▸ Written task: Each entry has to be copied exactly, with nothing missed.

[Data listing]
··········

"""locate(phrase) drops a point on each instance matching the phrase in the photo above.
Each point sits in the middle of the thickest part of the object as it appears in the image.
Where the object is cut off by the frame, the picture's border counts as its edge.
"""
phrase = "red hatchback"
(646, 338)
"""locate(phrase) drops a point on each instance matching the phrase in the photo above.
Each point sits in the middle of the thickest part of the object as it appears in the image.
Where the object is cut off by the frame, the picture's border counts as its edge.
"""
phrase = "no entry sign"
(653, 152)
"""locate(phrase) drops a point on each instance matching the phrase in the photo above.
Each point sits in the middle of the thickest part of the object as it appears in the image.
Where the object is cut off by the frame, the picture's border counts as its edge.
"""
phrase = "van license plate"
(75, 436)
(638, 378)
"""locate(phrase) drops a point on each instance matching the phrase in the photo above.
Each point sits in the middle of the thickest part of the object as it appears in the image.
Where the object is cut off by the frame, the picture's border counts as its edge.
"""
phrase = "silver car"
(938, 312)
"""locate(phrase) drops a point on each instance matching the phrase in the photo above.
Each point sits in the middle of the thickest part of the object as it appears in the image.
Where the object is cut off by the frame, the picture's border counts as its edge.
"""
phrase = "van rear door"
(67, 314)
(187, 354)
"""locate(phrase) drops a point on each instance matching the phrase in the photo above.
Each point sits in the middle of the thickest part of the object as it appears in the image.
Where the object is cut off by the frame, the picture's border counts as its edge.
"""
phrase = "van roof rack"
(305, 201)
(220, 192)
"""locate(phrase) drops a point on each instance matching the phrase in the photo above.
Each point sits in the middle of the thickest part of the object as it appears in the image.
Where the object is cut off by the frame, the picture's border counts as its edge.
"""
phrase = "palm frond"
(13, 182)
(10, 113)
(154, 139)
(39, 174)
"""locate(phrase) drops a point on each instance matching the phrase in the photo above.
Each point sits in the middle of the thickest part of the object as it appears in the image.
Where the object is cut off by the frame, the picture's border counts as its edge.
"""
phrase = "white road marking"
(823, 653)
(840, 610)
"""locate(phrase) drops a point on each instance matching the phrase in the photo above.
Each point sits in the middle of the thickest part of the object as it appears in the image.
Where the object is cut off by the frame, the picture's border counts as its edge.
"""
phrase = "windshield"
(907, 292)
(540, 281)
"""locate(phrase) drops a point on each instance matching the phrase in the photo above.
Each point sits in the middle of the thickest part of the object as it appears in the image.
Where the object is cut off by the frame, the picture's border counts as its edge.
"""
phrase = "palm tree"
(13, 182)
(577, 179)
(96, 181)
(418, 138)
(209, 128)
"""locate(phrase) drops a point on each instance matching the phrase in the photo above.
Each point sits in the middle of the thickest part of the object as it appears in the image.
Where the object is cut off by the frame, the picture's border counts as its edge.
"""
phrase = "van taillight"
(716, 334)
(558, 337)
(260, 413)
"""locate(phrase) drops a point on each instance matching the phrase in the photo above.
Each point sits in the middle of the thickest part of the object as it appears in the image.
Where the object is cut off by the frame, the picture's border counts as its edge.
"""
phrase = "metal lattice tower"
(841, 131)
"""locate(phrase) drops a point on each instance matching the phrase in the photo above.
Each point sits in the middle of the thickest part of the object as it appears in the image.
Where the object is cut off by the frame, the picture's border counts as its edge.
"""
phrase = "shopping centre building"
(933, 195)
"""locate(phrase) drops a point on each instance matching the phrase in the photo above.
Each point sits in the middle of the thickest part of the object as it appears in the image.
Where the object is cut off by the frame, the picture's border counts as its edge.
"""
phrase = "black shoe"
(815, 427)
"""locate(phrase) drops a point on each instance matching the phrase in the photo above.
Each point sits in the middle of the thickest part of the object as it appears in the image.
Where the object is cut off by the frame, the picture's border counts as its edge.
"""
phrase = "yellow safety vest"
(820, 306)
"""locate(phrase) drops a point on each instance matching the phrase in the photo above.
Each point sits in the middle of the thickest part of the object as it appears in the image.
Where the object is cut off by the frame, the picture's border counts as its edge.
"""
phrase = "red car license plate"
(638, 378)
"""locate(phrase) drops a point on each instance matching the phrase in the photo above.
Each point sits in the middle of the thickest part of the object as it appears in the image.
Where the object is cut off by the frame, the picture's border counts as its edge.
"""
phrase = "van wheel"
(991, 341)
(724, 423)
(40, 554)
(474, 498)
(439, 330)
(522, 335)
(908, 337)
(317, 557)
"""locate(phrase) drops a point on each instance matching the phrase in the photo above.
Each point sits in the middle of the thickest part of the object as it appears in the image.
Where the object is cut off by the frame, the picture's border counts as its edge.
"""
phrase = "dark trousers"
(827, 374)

··········

▸ Correct response:
"""locate(phrase) drops a point on each instance matching the phrase in the photo above.
Each point sits in the middle of the thickest part of the object as it appears in the image.
Where the object is cut off by the frame, the picture's border counts as its edge.
"""
phrase = "red hatchback"
(646, 338)
"""locate(phrase) drops a point on each instance matching the phrase in the photo above.
Each point sits in the middle of the thickest part of the object as it appears in the image.
Where the object is cut off by the frame, the picture's border counts as its edge.
"""
phrase = "no entry sign"
(653, 152)
"""locate(phrase) drops a point on each instance matching the phrase in the photo above.
Each point sits in the middle of the thickest part of the object as it appears in the image.
Where the object is cut off by the frame, the picture's border counts as its edge.
"""
phrase = "van license plate"
(75, 436)
(638, 378)
"""locate(phrase) drops a point on each instance matching the phrase in the photo above.
Each point sits in the middle of the thickest part of the object as it appears in the image.
Where the object is cut off by the frame, the picture's border counts as its edge.
"""
phrase = "silver car"
(938, 312)
"""locate(phrase) drops a point on each instance matching the phrase in the photo above.
Each point sits in the middle of the thickest part of the object as it appears in the image.
Where the object is cut off by the frame, the picture's border counts as its edge.
"""
phrase = "van rear door"
(67, 314)
(187, 354)
"""locate(phrase) drops a point on each instance matching the phrase in the photo above.
Each point sits in the middle of the thickest part of the object as it appears in the image.
Where the object is cut off by the frame, the picture's border counts as its edge.
"""
phrase = "van roof rack"
(305, 201)
(220, 192)
"""locate(phrase) drops a point on each instance matching the phrase in the photo above.
Each point sits in the middle of the thickest part of the object as it appears in the image.
Where the object is cut off by the frame, the picture's border counts as its edge.
"""
phrase = "palm frond"
(13, 182)
(10, 113)
(154, 139)
(39, 174)
"""locate(phrase) drops a point on each instance matching the phrase in the photo above.
Each point sits in the middle of the thickest part of the object as it appears in the image.
Where the object is cut off by the frame, the picture's border counts as its edge.
"""
phrase = "white road marking"
(823, 653)
(840, 610)
"""locate(phrase) drops a point on each instance matching the phrase in the photo above.
Each point sits in the middle of the thickest part of the object as it appears in the image.
Where the object is cut off by the frame, the picture's border counts as its edge.
"""
phrase = "windshield"
(907, 292)
(540, 281)
"""locate(phrase) drops a point on each instance matching the phrase in the photo above.
Each point sits in the middle of the thickest part of the object as it appears in the image.
Where the object is cut off by the frame, the picture's border counts as its edge.
"""
phrase = "palm tree"
(13, 182)
(577, 179)
(96, 181)
(418, 138)
(209, 128)
"""locate(phrase) drops a point on each instance matching the phrase in the photo above.
Each point sits in the middle of the thickest part of the object as it appears in the image.
Where the object is cut off by the frame, the picture's border counts as its edge.
"""
phrase = "van taillight"
(716, 334)
(558, 337)
(260, 413)
"""locate(phrase) drops a point on each instance matching the phrase in the photo above.
Each point sits in the middle of the thickest part of the object as it appears in the image.
Where the object is cut off by the frame, the picture's border counts as its edge.
"""
phrase = "metal lattice tower"
(841, 131)
"""locate(phrase) drops a point on each instance matching the phrase in the photo above.
Each point sits in the middle of the thickest part of the object as it appears in the image.
Where the object is cut off by the frame, the picture's border counts as its edge.
"""
phrase = "shopping centre building"
(933, 195)
"""locate(phrase) drops a point on each instance matching the phrase in the photo above.
Each point sits in the middle of the thickest part of the object as it appears in the image.
Where the object is cut off by the frame, the picture's border counts as its edge.
"""
phrase = "black shoe"
(815, 427)
"""locate(phrase) drops a point on each instance matching the phrase in the photo above.
Each point sits in the middle of the thickest part of the object as it appears in the image.
Where the object is cut off by the frame, the picture's border counts as its edge.
"""
phrase = "yellow safety vest"
(820, 306)
"""locate(phrase) drops a point on each instance matching the phrase in the photo above.
Each point sits in the middle of the thickest part of the object as it appears in the image.
Where the object is cut off by the frame, the picture's border counts as its edge.
"""
phrase = "red car license plate"
(638, 378)
"""locate(phrase) drops a point on each instance matching the phrase in the photo above.
Each point sits in the middle of the thickest part of the object as it appears in the image.
Where the object is cut off by the frame, the picture's border counts as its edge.
"""
phrase = "van wheel"
(991, 341)
(724, 423)
(40, 554)
(474, 498)
(439, 330)
(522, 335)
(908, 337)
(317, 557)
"""locate(phrase) drops a point on each instance matching the phrase in the photo above.
Each point sits in the middle of the thickest part of the object as it appears in the image.
Where the object is cut off by the frame, the picture's border counts as its edge.
"""
phrase = "dark trousers"
(827, 374)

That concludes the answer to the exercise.